Try it =>
Once every line below with "standing" has been counted, state the total and nothing else.

Input data =>
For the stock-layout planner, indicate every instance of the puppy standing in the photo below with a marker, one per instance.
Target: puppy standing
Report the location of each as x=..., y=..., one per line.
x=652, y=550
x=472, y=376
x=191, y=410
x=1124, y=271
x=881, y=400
---
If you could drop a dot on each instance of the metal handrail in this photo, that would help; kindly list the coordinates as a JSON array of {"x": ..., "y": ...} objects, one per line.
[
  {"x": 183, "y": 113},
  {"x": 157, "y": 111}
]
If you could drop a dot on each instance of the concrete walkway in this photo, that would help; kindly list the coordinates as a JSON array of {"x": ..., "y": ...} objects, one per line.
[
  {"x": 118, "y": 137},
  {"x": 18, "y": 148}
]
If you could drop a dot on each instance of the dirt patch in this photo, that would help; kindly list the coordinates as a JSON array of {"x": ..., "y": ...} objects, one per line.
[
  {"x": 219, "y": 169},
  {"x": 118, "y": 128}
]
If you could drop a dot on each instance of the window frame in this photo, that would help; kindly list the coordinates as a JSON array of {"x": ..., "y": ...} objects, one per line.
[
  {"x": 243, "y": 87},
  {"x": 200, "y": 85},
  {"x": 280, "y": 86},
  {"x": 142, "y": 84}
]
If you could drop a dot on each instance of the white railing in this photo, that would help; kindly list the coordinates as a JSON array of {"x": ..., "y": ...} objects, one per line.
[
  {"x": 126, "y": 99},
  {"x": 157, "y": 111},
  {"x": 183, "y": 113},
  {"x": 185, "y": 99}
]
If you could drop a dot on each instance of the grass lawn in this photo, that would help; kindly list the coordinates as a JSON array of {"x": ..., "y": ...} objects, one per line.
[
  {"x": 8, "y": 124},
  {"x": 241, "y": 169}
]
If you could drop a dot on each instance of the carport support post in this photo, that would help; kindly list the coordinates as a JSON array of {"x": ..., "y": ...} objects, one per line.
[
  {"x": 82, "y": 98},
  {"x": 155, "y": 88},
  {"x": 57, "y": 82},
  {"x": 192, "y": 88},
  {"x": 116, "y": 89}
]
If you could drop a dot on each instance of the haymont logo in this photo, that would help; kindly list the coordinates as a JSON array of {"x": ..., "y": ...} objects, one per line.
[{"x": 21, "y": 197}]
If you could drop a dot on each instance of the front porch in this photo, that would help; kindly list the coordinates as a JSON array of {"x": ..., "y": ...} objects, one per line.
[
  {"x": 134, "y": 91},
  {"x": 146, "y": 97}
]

Task response =>
2